>> START Stored rows

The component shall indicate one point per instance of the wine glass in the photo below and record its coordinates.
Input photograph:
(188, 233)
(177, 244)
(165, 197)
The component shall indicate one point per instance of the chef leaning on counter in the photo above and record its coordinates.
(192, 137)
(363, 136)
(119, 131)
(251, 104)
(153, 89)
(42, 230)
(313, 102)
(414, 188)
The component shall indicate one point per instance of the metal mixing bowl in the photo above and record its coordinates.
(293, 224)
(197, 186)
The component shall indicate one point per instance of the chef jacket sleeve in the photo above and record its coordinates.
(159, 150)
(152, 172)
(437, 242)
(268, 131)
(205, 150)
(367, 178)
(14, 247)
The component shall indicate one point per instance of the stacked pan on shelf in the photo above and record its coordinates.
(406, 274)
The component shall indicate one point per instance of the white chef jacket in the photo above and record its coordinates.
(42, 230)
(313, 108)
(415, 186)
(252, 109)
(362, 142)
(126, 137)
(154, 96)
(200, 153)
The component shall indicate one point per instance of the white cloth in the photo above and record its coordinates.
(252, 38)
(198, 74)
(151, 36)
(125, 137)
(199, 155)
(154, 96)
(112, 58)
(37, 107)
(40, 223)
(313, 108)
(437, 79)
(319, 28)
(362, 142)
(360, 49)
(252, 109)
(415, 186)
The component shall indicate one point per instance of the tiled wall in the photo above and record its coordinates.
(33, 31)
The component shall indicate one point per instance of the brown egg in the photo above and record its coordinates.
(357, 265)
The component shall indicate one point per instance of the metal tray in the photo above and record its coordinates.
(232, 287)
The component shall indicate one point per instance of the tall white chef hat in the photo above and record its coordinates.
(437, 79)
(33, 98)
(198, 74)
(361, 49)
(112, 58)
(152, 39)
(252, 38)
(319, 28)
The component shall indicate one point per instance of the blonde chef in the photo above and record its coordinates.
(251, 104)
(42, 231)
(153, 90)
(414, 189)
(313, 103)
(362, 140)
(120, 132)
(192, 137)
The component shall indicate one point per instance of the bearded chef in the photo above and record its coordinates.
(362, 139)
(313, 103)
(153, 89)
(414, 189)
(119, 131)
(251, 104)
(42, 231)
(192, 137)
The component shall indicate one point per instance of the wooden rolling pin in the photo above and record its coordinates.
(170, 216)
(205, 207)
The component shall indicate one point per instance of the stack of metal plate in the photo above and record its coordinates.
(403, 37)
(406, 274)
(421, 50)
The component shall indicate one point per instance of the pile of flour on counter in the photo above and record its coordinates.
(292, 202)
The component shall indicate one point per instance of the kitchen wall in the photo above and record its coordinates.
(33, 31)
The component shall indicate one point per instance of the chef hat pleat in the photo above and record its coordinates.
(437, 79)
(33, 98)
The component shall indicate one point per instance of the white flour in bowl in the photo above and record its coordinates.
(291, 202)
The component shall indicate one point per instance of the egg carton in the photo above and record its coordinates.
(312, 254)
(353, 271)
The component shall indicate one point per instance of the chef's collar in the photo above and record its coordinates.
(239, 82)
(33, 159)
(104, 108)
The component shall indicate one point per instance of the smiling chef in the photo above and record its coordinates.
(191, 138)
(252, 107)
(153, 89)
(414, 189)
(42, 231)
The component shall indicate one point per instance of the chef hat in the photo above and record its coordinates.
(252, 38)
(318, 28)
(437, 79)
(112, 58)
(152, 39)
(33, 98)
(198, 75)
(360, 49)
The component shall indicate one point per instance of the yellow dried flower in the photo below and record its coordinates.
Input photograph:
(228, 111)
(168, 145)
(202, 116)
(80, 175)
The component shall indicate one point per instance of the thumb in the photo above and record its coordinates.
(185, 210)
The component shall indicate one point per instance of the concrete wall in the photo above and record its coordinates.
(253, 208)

>> END Stored rows

Written problem: Each entry must be reproduced verbatim.

Task output:
The component shall indicate one point per instance of the wine glass in the photo below and record its coordinates.
Input photograph:
(188, 233)
(177, 244)
(165, 197)
The component shall indicate one point per instance of the chef leaning on counter in the photo above and record its coordinates.
(192, 137)
(363, 136)
(119, 131)
(251, 104)
(153, 89)
(42, 230)
(313, 102)
(414, 188)
The component shall indicate one point per instance of the metal mixing bowl in the photo above and record its coordinates.
(293, 224)
(197, 186)
The component shall indicate one point per instance of the chef jacket sleeve in the photo above and record its coordinates.
(159, 150)
(152, 172)
(437, 242)
(268, 131)
(205, 150)
(367, 178)
(14, 247)
The component shall indicate one point per instance of the stacked pan on shelf in the photo above and record its coordinates.
(406, 274)
The component shall indicate one point per instance of the white chef jacket in the photo above and record its coordinates.
(42, 230)
(313, 108)
(415, 186)
(252, 109)
(362, 142)
(126, 137)
(154, 96)
(200, 153)
The component shall indicate one point per instance of the white cloth in the photo above and record its coordinates.
(252, 38)
(198, 74)
(151, 36)
(125, 137)
(199, 155)
(154, 96)
(112, 58)
(37, 107)
(40, 223)
(313, 108)
(437, 79)
(319, 28)
(362, 142)
(360, 49)
(252, 109)
(415, 186)
The component shall indicate one point per instance of the tiled wall in the photo above and record its coordinates.
(33, 31)
The component shall indicate one point per instance of the brown egg in the photo above and record its coordinates.
(357, 265)
The component shall indicate one point per instance of the metal tray in the photo above and record its coordinates.
(232, 287)
The component shall indicate one point per instance of the tall white chef hat in the photo above and record its coordinates.
(437, 79)
(33, 98)
(198, 74)
(361, 49)
(112, 58)
(152, 39)
(252, 38)
(319, 28)
The component shall indicate one point per instance of the blonde chef in the photo above and record its coordinates.
(251, 104)
(42, 231)
(153, 90)
(414, 189)
(313, 103)
(362, 140)
(120, 132)
(192, 137)
The component shall indicate one point per instance of the bearded chef in the photo above and record its coordinates.
(362, 139)
(313, 103)
(153, 89)
(414, 189)
(119, 131)
(251, 104)
(42, 231)
(192, 137)
The component shall indicate one point per instance of the wooden rolling pin in the photo above and record its coordinates.
(170, 216)
(205, 207)
The component shall indicate one point per instance of the stack of metal plate in the photo above and record its coordinates.
(403, 37)
(406, 274)
(421, 50)
The component shall indicate one point per instance of the pile of flour on counter in the photo above and record its coordinates.
(292, 202)
The component shall indicate one point per instance of the kitchen wall in the photo above and record its coordinates.
(33, 31)
The component shall indicate one point per instance of the chef hat pleat in the photo above and record its coordinates.
(437, 79)
(33, 98)
The component shall indicate one point per instance of the white flour in bowl in the photo above and record its coordinates.
(291, 202)
The component shall indicate one point per instance of the egg carton in the photo above and record its coordinates.
(312, 254)
(353, 271)
The component shall indicate one point per instance of the chef's collar in the photo above and record its coordinates.
(239, 82)
(33, 159)
(104, 108)
The component shall indicate one point per instance of the smiling chef in the photo above and record its coordinates.
(191, 138)
(252, 107)
(153, 89)
(414, 189)
(42, 231)
The component shall indicate one point per instance of the chef hat in the photo above and record its coordinates.
(252, 38)
(318, 28)
(437, 79)
(112, 58)
(152, 39)
(33, 98)
(198, 75)
(360, 49)
The component shall indicate one point per instance of the yellow dried flower in the photo below and record its coordinates.
Input photograph:
(228, 111)
(168, 145)
(202, 116)
(80, 175)
The component shall indicate one point per instance of the thumb in the photo above and record its coordinates.
(185, 210)
The component shall indicate one point per instance of the concrete wall in the photo above and record its coordinates.
(253, 208)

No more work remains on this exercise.